* Short problem 1 *
Convert the part of the records below that opens with the line containing "Where can you see the steering" and runs through the end of the records into a Markdown table with the columns Row and Line. Give each line its own numbered row and leave out blank lines.

* Page text *
================================

What’s Up in Social Media: Disaster Management

d cohn comm CIRCLE square iconDisaster Management
Q: I would like to use social media for my business, but I’m scared that someone will write something bad on my page. How do I stop people from leaving negative comments?

A: You don’t.
Every business has the occasional unhappy client. We all have to learn to handle dissatisfied customers in a professional manner, whether online or in person. The whole point of social media is to allow clients to talk with you – for better or for worse. It can be scary because you can’t control what they say any more than you could if they walked up to you on the street. It feels even scarier when you’re giving them a space to discuss your business where so many people could be watching. The potential for online nastiness is real, but if you stand behind your products and have good customer service, you have all the tools you need to deal with complaints. What you do with online complaints says a lot about your business to the other people watching your social media page. When someone complains about your business on social media, they are yelling. If they were calm, they would have talked to you in person or on the phone. Instead, they want a lot of attention, right now. That tells you how to handle them. Your goal is to demonstrate great customer service while calming down your angry customer and salvaging the relationship. That isn’t always possible, any more than it is in real life. But demonstrating that you tried is usually enough for everyone else watching.

1. Take it seriously.
Don’t ignore complaints. Acknowledge them, and offer to help. Never delete a comment unless it is downright offensive (i.e. abusive, explicit, threatening, etc.) Nothing will damage your reputation more than looking like you can’t handle criticism. Exhibit A: The Union Street Guest House Debacle. [http://www.fastcompany.com/3033942/fast-feed/this-new-york-hipster-hotel-fines-you-500-for-bad-yelp-reviews-and-yelpers-are-pis?utm_source=facebook] If you do need to remove a comment from your page, take a screenshot first or Hide it. Don’t just delete it. You may want proof of it later on.

================================

* Short problem 2 *
Carry on the article about handling negative social media comments from the point where it stops.

================================

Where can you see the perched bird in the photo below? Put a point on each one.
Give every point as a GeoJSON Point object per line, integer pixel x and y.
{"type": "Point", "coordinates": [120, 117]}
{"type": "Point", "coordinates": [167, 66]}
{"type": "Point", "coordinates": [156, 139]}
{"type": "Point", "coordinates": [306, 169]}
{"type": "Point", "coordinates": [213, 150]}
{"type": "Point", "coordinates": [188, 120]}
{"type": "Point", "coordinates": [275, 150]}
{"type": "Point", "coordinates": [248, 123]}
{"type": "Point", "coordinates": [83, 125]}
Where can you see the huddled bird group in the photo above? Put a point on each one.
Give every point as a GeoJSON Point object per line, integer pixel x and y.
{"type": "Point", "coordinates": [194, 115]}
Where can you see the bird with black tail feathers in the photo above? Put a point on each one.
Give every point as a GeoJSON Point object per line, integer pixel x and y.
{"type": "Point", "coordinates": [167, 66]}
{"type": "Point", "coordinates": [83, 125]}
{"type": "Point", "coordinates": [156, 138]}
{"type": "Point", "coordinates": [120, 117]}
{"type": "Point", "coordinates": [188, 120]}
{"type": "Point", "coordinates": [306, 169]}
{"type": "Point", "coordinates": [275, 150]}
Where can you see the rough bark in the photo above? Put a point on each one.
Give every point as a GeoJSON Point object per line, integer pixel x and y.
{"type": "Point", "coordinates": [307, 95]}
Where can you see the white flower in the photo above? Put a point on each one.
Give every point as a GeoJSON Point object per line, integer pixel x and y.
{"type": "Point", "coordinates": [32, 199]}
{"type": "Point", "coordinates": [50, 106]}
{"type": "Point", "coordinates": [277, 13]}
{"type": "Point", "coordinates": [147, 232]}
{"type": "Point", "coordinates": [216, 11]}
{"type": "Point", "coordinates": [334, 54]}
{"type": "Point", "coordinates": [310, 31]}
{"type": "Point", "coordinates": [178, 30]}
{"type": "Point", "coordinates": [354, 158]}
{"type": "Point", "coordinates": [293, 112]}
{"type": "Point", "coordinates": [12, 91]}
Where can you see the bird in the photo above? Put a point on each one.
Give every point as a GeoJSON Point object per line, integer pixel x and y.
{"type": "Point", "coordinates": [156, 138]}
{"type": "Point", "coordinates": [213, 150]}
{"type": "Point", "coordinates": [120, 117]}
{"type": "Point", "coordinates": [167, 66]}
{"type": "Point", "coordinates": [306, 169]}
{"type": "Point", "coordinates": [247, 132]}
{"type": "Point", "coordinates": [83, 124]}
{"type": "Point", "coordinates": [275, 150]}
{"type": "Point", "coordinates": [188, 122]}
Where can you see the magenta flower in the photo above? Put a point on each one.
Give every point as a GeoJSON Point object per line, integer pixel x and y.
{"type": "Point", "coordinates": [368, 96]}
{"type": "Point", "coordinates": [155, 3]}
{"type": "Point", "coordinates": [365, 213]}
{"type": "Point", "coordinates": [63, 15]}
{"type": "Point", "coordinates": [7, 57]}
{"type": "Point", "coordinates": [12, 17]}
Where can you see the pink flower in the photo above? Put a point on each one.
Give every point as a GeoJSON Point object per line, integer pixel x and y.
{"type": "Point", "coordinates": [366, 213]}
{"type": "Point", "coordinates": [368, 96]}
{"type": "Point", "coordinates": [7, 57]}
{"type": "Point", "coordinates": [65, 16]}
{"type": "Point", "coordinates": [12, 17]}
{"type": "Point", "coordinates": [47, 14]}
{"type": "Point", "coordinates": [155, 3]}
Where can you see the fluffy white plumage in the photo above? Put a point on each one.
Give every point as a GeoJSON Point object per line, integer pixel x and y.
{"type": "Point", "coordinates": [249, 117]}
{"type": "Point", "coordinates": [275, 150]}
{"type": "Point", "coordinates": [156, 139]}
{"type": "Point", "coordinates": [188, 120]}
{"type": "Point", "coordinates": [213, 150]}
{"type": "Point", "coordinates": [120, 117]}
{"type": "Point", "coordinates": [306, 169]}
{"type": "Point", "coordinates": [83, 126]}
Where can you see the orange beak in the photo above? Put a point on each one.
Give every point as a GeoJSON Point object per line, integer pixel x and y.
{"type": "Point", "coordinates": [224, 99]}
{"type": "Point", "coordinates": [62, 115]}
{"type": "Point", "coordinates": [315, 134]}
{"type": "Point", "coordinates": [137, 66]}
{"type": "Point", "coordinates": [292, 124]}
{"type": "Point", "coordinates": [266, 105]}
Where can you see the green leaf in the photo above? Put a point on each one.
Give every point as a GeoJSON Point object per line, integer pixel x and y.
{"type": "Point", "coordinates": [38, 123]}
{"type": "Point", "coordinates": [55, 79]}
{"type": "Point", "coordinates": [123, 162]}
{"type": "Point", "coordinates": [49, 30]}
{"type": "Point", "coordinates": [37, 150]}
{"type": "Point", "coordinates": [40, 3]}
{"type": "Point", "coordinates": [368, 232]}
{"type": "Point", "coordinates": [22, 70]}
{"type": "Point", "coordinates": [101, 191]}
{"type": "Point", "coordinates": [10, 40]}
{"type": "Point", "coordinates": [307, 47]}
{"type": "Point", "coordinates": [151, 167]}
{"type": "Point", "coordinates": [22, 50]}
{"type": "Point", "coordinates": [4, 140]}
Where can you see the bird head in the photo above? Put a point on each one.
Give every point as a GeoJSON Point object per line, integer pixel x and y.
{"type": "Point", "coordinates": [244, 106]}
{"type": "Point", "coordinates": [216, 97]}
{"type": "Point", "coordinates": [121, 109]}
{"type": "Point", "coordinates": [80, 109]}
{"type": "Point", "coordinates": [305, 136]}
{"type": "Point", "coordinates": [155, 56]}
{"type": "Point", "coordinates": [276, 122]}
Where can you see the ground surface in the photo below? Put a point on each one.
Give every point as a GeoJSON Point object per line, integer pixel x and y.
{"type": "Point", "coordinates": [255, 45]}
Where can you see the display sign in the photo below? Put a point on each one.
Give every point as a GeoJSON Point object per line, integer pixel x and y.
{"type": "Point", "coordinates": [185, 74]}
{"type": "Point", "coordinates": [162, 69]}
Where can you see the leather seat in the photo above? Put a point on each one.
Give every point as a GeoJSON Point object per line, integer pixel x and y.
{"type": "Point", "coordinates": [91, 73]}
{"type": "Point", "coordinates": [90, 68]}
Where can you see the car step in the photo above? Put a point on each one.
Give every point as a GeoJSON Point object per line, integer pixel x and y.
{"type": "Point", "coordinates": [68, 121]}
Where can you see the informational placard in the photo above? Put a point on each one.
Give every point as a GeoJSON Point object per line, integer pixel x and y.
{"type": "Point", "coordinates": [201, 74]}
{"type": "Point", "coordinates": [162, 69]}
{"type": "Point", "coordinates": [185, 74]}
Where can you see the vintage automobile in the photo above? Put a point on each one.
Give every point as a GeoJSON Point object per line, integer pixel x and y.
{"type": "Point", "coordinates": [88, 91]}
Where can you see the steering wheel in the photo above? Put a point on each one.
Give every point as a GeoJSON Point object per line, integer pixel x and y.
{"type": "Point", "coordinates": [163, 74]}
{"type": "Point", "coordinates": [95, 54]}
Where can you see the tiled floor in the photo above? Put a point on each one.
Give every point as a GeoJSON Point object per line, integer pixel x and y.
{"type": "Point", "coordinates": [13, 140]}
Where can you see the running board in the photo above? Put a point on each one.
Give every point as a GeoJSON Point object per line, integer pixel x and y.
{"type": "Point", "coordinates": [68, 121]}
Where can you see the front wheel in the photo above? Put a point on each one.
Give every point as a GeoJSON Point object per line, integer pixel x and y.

================================

* Task answer 1 *
| Row | Line |
|---|---|
| 1 | Where can you see the steering wheel in the photo above? Put a point on each one. |
| 2 | Give every point as a GeoJSON Point object per line, integer pixel x and y. |
| 3 | {"type": "Point", "coordinates": [163, 74]} |
| 4 | {"type": "Point", "coordinates": [95, 54]} |
| 5 | Where can you see the tiled floor in the photo above? Put a point on each one. |
| 6 | Give every point as a GeoJSON Point object per line, integer pixel x and y. |
| 7 | {"type": "Point", "coordinates": [13, 140]} |
| 8 | Where can you see the running board in the photo above? Put a point on each one. |
| 9 | Give every point as a GeoJSON Point object per line, integer pixel x and y. |
| 10 | {"type": "Point", "coordinates": [68, 121]} |
| 11 | Where can you see the front wheel in the photo above? Put a point on each one. |
| 12 | Give every point as a GeoJSON Point object per line, integer pixel x and y. |

* Task answer 2 *
2. Be gracious and take the conversation offline.
The best way to show you value your customers is to take their complaints seriously, but make them private conversations. One example I often give is of a person who left a complaint about one of my clients on Twitter. We replied to him on Twitter, thanking him for getting in touch about his problem, and invited him to email the President of the company so she could help. We posted her email address. He never contacted her. We didn’t try to debate the issue on Twitter, fix the problem on Twitter, or ignore him. We tried to take the conversation offline where we could make it private and personal. Do whatever it takes to get your complainer on the phone or email where you can deal with their problem one on one.

3. Do not admit guilt and do not offer any solutions online.
If a man in a restaurant complains his piece of pie is stale, and the manager agrees, and offers to give him a whole new pie, suddenly everyone in the room will have stale pie and want a new one. Only admit error and offer concessions in private. This is another important reason to get the conversation offline.

4. Don’t let them spoil everyone’s fun.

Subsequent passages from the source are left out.